Document text:
———

The cDNA from exon 2 to exon 11 of human ADAR1 p110 was amplified by PCR using a reverse-transcribed product from human liver RNA, the forward primer 5′-ATG GCC GAG ATC AAG GAG AA-3′, and the reverse primer 5′-CTG TAG AGA AAC CTG ATG AAG CC-3′. This cDNA fragment was cloned into the pTARGET vector, resulting in the pTARGET/ADAR1 p110(ex2-ex11) plasmid. The cDNA from exon 7 to exon 14 of human ADAR1 p110 was amplified by PCR using a reverse-transcribed product from human liver RNA, the forward primer 5′-GCT TGG GAA CAG GGA ATC G-3′, and the reverse primer 5′-CTA TAC TGG GCA G AAG ATA AA-3′. This cDNA fragment was cloned into the pTARGET vector, resulting in the pTARGET/ADAR1 p110(ex7-ex14) plasmid. The ADAR1 p110 cDNA from exon 7 to 14 was digested from pTARGET/ADAR1 p110(ex7-ex14) and was cloned into pTARGET/ADAR1 p110(ex2-ex11), resulting in pTARGET/ADAR1 p110.
To construct the ADAR1 p150 expression plasmid, the cDNA from exon 1 to exon 3 of human ADAR1 p150 was amplified by PCR using a reverse-transcribed product from human liver RNA, the forward primer 5′-ATG AAT CCG CGG CAG GGG TAT TCC CTC AG-3′, and the reverse primer 5′-CAT CCT GCT TGG CCA CTT TCT TGC TTC CA-3′. This cDNA fragment was cloned into the pTARGET/ADAR1 p110 vector, resulting in pTARGET/ADAR1 p150.
The cDNA from exon 3 to exon 5 of human ADAR2 was amplified by PCR using a reverse-transcribed product from human liver RNA, the forward primer 5′-GTC AAG AAA CCC TCA AAA GT-3′, and the reverse primer 5′-GAG AAG TTG TCG GTC AGG TC-3′. This cDNA fragment was cloned into the pTARGET vector, resulting in the pTARGET/ADAR2(ex3-ex5) plasmid. The cDNA from exon 4 to exon 12 of human ADAR2 was amplified by PCR using a reverse-transcribed product from human liver RNA, the forward primer 5′-CTG TCT TAC CAC CAT TCC CA-3′, and the reverse primer 5′-TCC CTC CCC AAG GTA TGC AC-3′. This cDNA fragment was cloned into the pTARGET vector, resulting in the pTARGET/ADAR2(ex4-ex12) plasmid. The ADAR2 cDNA from exon 4 to 12 was digested from pTARGET/ADAR2(ex4-ex12) and was cloned into pTARGET/ADAR2(ex3-ex5), resulting in pTARGET/ADAR2.

———

Directions for this task: According to the plasmid construction text, why was the cDNA from exon 1 to exon 3 of human ADAR1 p150 amplified and cloned into the pTARGET/ADAR1 p110 vector? Answer in one to three sentences.

———

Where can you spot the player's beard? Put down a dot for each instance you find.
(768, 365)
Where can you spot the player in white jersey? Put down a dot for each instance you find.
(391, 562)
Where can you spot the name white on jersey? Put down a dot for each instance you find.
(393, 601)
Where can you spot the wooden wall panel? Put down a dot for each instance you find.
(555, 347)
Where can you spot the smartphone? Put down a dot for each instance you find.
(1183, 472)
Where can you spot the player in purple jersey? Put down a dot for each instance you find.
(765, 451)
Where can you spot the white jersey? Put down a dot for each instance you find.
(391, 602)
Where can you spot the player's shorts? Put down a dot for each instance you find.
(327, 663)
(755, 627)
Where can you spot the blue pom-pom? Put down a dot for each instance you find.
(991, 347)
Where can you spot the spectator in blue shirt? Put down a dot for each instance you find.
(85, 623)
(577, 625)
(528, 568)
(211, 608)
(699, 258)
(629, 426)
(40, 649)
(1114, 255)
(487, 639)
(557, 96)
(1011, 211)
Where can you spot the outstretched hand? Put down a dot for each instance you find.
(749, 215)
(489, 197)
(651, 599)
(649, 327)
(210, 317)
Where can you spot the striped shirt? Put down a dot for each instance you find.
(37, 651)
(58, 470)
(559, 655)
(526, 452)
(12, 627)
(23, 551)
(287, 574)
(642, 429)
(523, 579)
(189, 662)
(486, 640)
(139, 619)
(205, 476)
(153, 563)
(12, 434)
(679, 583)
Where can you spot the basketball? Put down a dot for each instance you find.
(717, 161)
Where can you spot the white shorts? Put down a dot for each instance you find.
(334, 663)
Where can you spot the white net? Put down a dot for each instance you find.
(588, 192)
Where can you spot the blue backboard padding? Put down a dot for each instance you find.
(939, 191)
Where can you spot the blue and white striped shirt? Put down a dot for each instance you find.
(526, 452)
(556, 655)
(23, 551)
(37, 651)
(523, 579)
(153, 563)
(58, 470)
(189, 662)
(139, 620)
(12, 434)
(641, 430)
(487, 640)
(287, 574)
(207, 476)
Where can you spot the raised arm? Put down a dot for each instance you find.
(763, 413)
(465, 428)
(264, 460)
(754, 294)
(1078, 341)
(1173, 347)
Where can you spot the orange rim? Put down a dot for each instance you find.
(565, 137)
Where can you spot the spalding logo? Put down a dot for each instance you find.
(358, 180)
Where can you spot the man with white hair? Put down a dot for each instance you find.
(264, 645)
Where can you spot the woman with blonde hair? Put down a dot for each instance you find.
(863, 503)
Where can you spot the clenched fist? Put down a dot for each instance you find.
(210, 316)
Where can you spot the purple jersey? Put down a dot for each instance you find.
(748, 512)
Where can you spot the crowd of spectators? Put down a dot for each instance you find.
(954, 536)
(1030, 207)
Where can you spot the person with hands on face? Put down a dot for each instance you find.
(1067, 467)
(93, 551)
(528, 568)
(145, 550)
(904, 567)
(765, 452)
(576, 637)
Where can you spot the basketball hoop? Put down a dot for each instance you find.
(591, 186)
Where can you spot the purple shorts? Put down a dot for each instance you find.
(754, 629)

———

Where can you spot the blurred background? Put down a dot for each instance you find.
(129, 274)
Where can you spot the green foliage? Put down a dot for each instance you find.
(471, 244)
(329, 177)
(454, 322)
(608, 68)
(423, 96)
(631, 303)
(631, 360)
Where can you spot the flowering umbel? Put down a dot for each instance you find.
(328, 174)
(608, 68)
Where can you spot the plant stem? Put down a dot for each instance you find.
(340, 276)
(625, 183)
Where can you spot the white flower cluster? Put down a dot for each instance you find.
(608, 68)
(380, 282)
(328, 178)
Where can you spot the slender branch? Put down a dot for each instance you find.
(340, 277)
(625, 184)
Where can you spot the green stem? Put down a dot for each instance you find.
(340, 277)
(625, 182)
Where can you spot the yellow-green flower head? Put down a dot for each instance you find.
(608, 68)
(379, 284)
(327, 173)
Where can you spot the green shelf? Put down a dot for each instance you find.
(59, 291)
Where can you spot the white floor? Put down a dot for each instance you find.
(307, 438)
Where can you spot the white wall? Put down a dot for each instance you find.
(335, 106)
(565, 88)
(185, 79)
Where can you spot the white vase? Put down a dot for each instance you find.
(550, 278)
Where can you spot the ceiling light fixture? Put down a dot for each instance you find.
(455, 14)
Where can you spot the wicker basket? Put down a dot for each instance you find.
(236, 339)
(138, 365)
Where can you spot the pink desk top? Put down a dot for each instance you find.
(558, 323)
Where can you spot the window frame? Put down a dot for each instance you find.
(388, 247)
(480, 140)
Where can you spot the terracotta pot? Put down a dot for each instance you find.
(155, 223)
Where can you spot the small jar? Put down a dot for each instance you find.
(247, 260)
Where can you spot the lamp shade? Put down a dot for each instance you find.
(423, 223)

———

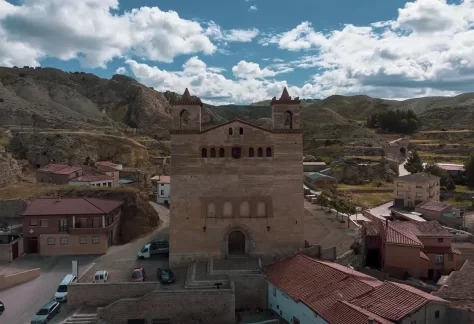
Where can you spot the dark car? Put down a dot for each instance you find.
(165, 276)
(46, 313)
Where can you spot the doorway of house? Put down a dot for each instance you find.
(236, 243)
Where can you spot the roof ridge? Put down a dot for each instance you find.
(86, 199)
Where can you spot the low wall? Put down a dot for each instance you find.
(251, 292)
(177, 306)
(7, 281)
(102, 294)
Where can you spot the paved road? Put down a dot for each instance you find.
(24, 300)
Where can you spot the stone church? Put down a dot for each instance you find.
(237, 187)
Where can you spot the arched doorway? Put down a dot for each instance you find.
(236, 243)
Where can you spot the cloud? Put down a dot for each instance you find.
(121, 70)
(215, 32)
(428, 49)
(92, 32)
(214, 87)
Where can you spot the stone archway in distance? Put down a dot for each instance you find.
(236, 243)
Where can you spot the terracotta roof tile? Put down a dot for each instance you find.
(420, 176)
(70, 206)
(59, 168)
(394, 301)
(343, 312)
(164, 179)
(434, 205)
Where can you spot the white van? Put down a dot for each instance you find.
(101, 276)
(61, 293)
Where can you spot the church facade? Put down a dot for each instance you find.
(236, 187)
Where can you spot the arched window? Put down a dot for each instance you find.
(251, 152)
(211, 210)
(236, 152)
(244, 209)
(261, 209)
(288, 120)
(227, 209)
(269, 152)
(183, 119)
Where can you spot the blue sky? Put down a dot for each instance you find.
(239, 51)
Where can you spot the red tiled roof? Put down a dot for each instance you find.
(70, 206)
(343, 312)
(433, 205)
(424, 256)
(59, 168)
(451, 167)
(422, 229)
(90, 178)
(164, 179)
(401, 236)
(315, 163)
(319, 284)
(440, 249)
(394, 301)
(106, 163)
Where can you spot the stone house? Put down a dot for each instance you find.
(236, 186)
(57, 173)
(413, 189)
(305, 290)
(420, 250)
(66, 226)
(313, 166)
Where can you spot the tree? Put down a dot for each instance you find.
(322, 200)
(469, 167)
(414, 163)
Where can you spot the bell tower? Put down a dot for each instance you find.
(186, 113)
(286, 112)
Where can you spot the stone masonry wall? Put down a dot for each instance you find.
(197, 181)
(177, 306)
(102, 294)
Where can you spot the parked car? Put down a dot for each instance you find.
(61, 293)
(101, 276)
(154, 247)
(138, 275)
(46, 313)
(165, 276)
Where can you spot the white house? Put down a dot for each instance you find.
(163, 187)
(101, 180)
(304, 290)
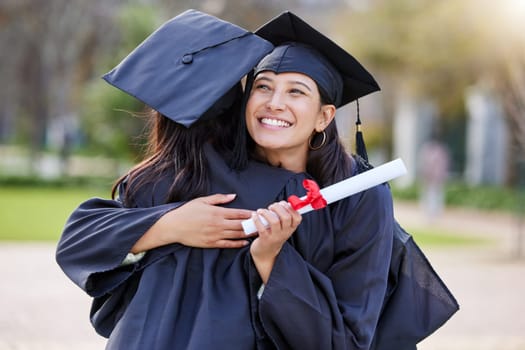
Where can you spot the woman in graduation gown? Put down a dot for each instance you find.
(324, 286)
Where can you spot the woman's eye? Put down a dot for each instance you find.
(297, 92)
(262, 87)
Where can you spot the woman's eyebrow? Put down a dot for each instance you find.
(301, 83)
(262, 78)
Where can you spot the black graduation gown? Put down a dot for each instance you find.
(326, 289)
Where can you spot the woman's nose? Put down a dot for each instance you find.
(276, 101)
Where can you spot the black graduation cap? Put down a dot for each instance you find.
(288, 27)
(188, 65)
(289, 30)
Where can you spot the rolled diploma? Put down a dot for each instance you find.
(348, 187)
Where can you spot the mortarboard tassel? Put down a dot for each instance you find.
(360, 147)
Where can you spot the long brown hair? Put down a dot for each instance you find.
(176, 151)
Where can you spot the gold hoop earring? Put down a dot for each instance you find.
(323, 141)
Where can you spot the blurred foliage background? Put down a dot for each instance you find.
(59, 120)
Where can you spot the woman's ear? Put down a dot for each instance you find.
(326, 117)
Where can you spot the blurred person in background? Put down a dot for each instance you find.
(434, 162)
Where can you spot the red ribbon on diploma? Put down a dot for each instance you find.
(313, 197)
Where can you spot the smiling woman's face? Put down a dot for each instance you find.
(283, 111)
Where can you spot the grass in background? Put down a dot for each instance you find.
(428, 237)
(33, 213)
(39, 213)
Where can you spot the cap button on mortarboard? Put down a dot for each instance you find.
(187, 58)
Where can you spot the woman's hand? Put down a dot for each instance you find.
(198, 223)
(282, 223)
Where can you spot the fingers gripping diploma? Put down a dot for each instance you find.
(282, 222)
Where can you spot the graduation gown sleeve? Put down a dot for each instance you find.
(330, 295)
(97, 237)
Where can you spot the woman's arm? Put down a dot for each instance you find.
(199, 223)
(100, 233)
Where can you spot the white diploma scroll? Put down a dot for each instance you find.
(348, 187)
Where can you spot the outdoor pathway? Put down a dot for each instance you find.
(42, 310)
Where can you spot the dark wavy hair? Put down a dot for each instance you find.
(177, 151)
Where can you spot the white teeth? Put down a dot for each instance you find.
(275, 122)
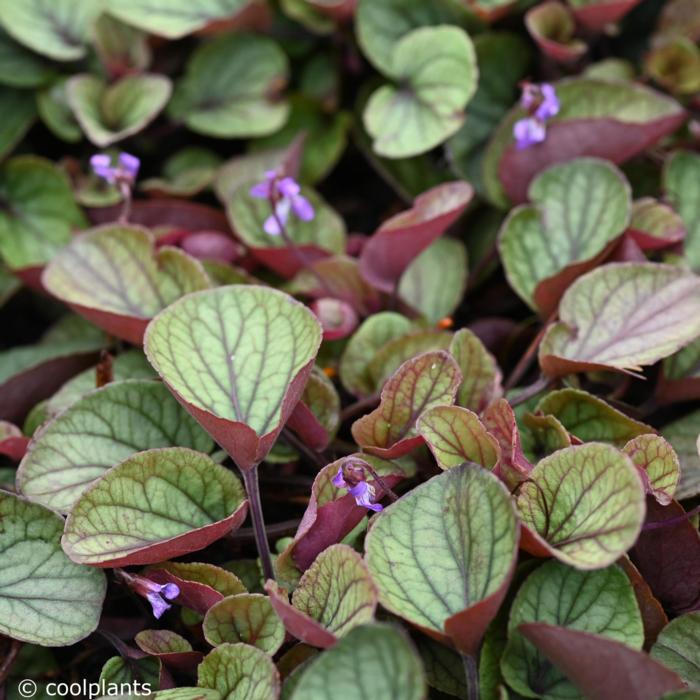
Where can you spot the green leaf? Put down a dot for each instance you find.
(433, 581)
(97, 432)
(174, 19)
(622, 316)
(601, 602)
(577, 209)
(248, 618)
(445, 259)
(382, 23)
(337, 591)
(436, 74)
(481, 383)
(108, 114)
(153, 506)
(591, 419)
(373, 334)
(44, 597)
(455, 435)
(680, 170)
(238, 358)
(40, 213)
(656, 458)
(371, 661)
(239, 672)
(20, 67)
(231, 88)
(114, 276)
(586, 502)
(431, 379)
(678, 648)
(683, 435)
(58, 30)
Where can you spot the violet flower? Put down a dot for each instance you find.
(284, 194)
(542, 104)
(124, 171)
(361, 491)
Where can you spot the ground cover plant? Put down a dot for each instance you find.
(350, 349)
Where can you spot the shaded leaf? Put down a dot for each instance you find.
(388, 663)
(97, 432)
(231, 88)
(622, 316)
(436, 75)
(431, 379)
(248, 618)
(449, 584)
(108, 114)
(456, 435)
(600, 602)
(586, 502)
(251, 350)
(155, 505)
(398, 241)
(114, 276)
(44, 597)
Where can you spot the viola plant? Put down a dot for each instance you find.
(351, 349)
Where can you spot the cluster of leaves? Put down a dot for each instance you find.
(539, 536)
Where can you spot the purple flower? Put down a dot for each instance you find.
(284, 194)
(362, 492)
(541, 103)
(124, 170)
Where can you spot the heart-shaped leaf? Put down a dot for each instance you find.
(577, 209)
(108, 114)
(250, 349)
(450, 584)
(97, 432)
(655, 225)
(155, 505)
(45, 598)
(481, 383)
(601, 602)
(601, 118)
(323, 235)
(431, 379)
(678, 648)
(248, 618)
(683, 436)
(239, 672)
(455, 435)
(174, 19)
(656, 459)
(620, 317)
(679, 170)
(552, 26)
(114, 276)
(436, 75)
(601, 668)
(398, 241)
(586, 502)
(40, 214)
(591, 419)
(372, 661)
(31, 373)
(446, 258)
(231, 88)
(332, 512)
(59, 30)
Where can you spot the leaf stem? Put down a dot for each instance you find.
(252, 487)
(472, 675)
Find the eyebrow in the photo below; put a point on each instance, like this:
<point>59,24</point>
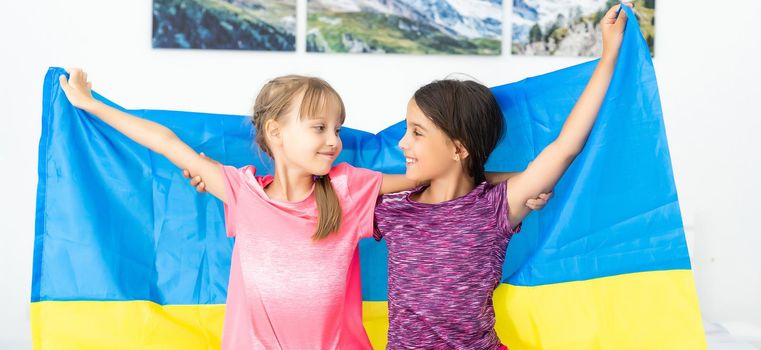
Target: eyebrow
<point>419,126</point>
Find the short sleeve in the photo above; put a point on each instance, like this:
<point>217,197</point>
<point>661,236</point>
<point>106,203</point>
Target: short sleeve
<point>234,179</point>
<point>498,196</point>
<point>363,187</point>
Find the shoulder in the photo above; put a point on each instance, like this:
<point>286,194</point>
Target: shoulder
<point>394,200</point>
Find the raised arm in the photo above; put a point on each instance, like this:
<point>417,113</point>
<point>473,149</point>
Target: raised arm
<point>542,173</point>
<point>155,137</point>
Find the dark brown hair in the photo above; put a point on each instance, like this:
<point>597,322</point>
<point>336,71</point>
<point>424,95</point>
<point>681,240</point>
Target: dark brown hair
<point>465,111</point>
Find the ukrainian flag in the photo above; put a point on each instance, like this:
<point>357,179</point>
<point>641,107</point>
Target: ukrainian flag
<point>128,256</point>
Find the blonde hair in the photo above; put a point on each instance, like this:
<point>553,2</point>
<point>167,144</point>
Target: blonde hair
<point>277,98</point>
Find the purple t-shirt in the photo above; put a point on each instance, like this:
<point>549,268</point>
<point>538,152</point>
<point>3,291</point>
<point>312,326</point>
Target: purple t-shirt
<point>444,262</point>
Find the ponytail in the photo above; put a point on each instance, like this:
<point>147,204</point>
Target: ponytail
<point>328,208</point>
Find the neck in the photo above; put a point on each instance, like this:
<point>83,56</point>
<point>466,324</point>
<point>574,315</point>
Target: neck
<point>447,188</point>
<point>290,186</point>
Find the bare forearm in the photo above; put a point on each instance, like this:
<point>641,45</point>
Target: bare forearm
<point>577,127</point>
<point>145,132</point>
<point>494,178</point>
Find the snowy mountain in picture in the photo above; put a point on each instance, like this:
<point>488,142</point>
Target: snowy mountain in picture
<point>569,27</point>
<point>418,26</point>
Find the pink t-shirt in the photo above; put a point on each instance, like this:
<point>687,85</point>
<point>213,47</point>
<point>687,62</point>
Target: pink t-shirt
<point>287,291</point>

———

Task output: This step was carried out to construct the ADAR1 p150 expression plasmid. Cloning the exon 1 to exon 3 fragment into the pTARGET/ADAR1 p110 vector produced pTARGET/ADAR1 p150.